- [PROVIDED TEXT]:
-=-=-

When she was two, she cried, kicked, and screamed. At 13, she’s yelling, slamming doors, storming out of the house, and screaming, “You can’t control me!”

You can reduce and eliminate teenage tantrums by taking these six steps. But before you start, understand that you need to take these steps when things are calm and no one is being confrontational. Don’t try this in the middle of a full-blown tantrum when you are both on edge.

1. Teach Your Teen the Importance of Trust

When you look at a tantrum in progress, you see a teen who looks totally and hopelessly out of control. And your teen sees you, the parent, as so unreasonable that you’ll never give her any control over her own life.

In reality, you’d probably give her more control if you felt you could trust her to make good decisions.

When trust exists in your relationship with your teen, she has a positive influence on you. And you have confidence in her. And you’re more confident about giving her more freedom.

But your teenager doesn’t realize how much influence she could have on you if only she worked to build your trust. And a tantrum doesn’t build trust.

Related content: Explosive Anger in Kids and Teens

For example, let’s say you tell your 14-year-old daughter that she can’t go to a party on Friday night because you know there won’t be any adults present. And you suspect kids will be drinking.

If your daughter reacts by screaming and locking herself in her room, it does more than make you angry. Her poor reaction erodes your trust in her. And it hurts her ability to influence you positively.

-=-=-

- [DESCRIPTION OF THE TASK]:
Resume the piece on teenage tantrums, starting right after its last sentence. The records that come next have nothing to do with the piece on teenage tantrums.

-=-=-

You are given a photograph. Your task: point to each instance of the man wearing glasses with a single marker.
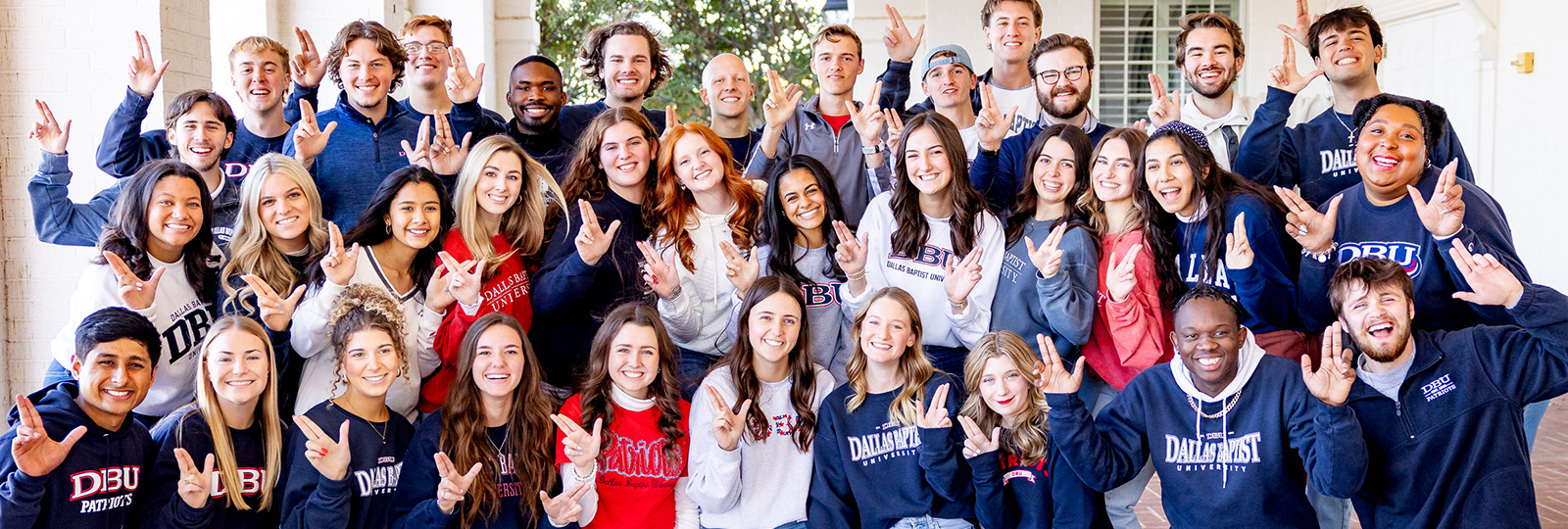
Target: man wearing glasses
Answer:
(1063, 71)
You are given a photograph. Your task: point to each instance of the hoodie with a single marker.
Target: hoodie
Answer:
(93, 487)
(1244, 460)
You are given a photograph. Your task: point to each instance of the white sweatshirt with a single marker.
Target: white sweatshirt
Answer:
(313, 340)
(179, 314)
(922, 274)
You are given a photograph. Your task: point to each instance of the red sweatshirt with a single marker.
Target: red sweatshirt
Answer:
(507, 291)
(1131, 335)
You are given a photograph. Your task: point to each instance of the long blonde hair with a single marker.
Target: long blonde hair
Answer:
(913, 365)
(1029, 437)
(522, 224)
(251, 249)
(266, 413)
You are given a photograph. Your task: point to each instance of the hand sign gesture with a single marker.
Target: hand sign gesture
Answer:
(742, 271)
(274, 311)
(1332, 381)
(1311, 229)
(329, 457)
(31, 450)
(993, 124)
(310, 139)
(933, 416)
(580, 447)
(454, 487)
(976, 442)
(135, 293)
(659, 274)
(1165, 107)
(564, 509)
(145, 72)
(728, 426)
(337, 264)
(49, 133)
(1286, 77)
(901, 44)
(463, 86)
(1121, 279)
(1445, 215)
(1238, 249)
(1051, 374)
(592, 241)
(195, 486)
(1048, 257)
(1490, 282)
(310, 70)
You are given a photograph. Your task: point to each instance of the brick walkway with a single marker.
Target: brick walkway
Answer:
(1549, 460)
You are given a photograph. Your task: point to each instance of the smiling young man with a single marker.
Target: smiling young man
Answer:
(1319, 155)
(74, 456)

-=-=-

- [RESPONSE AREA]:
When teens learn to accept “no” for an answer and not have a tantrum, it builds trust and positive influence with parents. Your child needs to understand this.

You can role-play with your teen to teach her how to build trust. Let’s go back to the party example. After your daughter calms down, you can show her a better way to respond that gives her influence. You can coach her to say:

“Mom, I’m really angry and disappointed that you’re not letting me do this. But I want you to know that even though I’m angry, I’m going to follow the rules. I hope at some point you’ll reconsider.”

When teens manage their emotions gracefully and honestly, it has a positive influence on parents. Also, as you teach the difference between positive and negative influence—and manage your own emotions calmly—you’re modeling the behavior you want to see in your teen.

2. Teach Your Teen How to Influence You

Look for opportunities to say “yes” and teach your child on how to get you to say “yes.”

Often, when your teen acts out, beneath the outburst is something legitimate that he wants. But the way he’s going about getting it is completely inappropriate.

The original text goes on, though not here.